Data extracts:
╭──

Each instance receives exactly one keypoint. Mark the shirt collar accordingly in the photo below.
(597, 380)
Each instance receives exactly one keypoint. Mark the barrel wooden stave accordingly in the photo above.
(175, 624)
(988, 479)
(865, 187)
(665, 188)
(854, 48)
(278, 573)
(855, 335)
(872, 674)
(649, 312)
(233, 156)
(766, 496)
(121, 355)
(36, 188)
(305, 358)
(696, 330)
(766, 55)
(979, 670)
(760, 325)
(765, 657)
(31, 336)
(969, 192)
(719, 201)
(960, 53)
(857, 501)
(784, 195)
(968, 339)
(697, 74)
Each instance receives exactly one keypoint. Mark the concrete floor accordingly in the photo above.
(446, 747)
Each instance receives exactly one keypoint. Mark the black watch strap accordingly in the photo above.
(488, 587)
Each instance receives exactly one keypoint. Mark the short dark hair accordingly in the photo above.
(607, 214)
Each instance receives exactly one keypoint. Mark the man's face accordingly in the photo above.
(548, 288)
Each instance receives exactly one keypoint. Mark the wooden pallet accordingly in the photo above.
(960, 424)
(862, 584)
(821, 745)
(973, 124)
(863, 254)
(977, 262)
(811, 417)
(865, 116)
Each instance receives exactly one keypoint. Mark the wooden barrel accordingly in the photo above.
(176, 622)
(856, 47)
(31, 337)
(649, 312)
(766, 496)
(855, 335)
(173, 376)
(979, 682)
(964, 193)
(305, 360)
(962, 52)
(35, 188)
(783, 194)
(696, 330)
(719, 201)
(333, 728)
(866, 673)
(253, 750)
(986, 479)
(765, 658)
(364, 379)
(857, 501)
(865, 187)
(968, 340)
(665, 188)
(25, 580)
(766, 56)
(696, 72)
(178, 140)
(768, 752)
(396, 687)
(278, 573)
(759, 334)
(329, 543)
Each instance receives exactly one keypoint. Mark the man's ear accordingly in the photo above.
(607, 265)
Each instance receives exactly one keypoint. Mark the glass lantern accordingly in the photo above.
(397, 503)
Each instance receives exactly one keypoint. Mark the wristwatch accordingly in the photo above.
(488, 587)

╰──

Task goal:
All of the data above should be written out again word for word.

Solution to this exercise:
Each instance receives exactly one keypoint. Mark the shirt collar accordingly in the photo below.
(597, 380)
Each instance receives exactly one keypoint. Mark the barrel wooden stave accordingly in the photo above.
(175, 624)
(988, 479)
(865, 187)
(665, 188)
(854, 48)
(278, 573)
(855, 335)
(872, 674)
(649, 312)
(233, 156)
(766, 496)
(121, 355)
(36, 188)
(305, 358)
(696, 330)
(766, 55)
(979, 670)
(760, 325)
(765, 657)
(31, 336)
(969, 192)
(719, 201)
(960, 53)
(857, 501)
(784, 195)
(968, 339)
(697, 74)
Each instance receives exactly one keypoint. Mark the concrete floor accordingly in the photo above.
(446, 747)
Each instance receives exactly one keypoint. Mark the black watch strap accordingly in the photo above.
(488, 587)
Each instance receives exactly one keypoint. Mark the short dark hair accordingly in the photo above.
(607, 214)
Each instance receives exactly one keypoint. Mark the man's face accordingly in the photo above.
(548, 288)
Each instance receives exactly one keypoint. Mark the wooden pallet accordingly in the photo above.
(960, 424)
(862, 584)
(821, 745)
(973, 124)
(863, 254)
(977, 262)
(811, 417)
(865, 116)
Each instance receives exactly one keypoint. Mark the wooden barrel accordingly in the photo above.
(176, 622)
(856, 47)
(31, 337)
(649, 312)
(766, 496)
(855, 335)
(173, 376)
(979, 682)
(964, 193)
(305, 360)
(962, 52)
(35, 188)
(783, 194)
(696, 330)
(719, 201)
(333, 728)
(866, 673)
(253, 750)
(986, 479)
(765, 658)
(364, 379)
(857, 501)
(865, 187)
(968, 340)
(665, 188)
(25, 580)
(766, 56)
(696, 72)
(178, 140)
(768, 752)
(396, 687)
(278, 573)
(759, 334)
(329, 543)
Each instance receives exactly one keypoint. Mark the man's ear accordingly in the photo above.
(607, 265)
Each instance receives exactly one keypoint. Mark the glass lantern accordingly in the photo above.
(397, 503)
Each instance receives exactly one keypoint. Mark the wristwatch accordingly in the photo above.
(488, 587)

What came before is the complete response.